** WHAT THIS TASK INVOLVES **
Can you return each of the records below word for word, with no changes?

** RECORDS TO USE **
--------------------------------------------------

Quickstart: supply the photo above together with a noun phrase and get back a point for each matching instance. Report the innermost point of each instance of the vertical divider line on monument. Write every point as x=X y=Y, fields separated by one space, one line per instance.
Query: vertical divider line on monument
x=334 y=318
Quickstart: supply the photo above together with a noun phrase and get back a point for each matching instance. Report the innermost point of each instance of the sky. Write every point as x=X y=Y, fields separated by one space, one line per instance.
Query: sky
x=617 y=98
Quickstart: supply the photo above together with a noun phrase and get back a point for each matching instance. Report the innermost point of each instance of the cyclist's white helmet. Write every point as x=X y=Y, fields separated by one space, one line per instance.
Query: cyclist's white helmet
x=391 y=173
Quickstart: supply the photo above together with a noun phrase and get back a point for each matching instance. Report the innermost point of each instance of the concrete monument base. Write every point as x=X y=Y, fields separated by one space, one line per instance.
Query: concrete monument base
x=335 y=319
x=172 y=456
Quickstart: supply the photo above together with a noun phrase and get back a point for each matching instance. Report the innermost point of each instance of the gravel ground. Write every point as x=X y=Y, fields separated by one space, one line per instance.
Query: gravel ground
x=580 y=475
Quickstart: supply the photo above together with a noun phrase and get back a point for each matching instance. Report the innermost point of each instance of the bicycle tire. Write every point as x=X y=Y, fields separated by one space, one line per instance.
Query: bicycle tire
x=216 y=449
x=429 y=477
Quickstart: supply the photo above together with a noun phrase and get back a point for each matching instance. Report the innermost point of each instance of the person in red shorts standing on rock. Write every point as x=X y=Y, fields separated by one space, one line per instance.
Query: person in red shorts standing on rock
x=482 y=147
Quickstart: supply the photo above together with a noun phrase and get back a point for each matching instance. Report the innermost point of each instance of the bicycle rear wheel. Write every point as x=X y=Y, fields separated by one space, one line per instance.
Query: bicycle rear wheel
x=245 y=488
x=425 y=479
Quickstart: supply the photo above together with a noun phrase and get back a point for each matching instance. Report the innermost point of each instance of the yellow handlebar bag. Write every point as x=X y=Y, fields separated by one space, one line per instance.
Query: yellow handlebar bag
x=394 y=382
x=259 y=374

--------------------------------------------------

** WORKED SOLUTION **
Quickstart: supply the photo above together with a noun phrase and get back a point for each matching instance. Report the innermost point of each instance of the vertical divider line on monument. Write every point as x=X y=Y, fields separated by one space, one line per instance.
Query: vertical divider line on monument
x=334 y=318
Quickstart: supply the photo above together with a noun phrase and get back a point for each matching instance. Report the innermost point of each instance of the sky. Write every point as x=X y=Y, fields separated by one space, one line per instance.
Query: sky
x=617 y=98
Quickstart: supply the photo above together with a noun phrase and get back a point for each matching instance. Report the innermost point of each instance of the cyclist's white helmet. Write every point as x=X y=Y, fields separated by one space, one line per instance.
Query: cyclist's white helmet
x=391 y=173
Quickstart: supply the photo above together with a noun phrase and get back a point for each matching instance. Report the innermost point of each instance of the concrete monument base. Write every point as x=X y=Y, fields separated by one space, one line per instance.
Query: concrete monument base
x=335 y=319
x=172 y=456
Quickstart: supply the photo above together with a noun phrase and get back a point for each matching instance. Report the innermost point of each instance of the gravel ground. Write every point as x=X y=Y, fields separated by one space, one line per instance.
Query: gravel ground
x=580 y=475
Quickstart: supply the photo above together with a noun phrase and get back a point for each matching instance. Report the innermost point of each instance of the bicycle tire. Write every point as x=X y=Y, fields separated by one space, one line per instance.
Query: bicycle tire
x=216 y=449
x=429 y=477
Quickstart: supply the photo above together with a noun phrase and get back a point for each matching instance. Report the innermost point of each instance of the person in red shorts standing on rock. Write every point as x=X y=Y, fields separated by one space, one line per instance.
Query: person in red shorts standing on rock
x=482 y=147
Quickstart: supply the photo above together with a noun phrase and get back a point for each matching instance. Report the innermost point of each instance of the bicycle rear wheel. Write every point as x=X y=Y, fields separated by one space, one line per instance.
Query: bicycle rear wheel
x=245 y=488
x=425 y=479
Quickstart: supply the photo above together with a noun phrase and get back a point for each matching instance. Report the innermost point of each instance of the yellow handlebar bag. Write every point as x=X y=Y, fields separated by one space, one line per instance.
Query: yellow handlebar bag
x=394 y=382
x=259 y=374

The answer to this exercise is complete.